# [Work instructions]
Every entry must be printed again exactly, with nothing left out.

# [Data in this exercise]
* * *

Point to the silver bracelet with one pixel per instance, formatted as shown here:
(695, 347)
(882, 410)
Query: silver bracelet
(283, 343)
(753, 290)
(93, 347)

* * *

# [Result of the task]
Point to the silver bracelet with one pixel per instance, formatted as shown here:
(695, 347)
(882, 410)
Query: silver bracelet
(283, 343)
(753, 290)
(93, 347)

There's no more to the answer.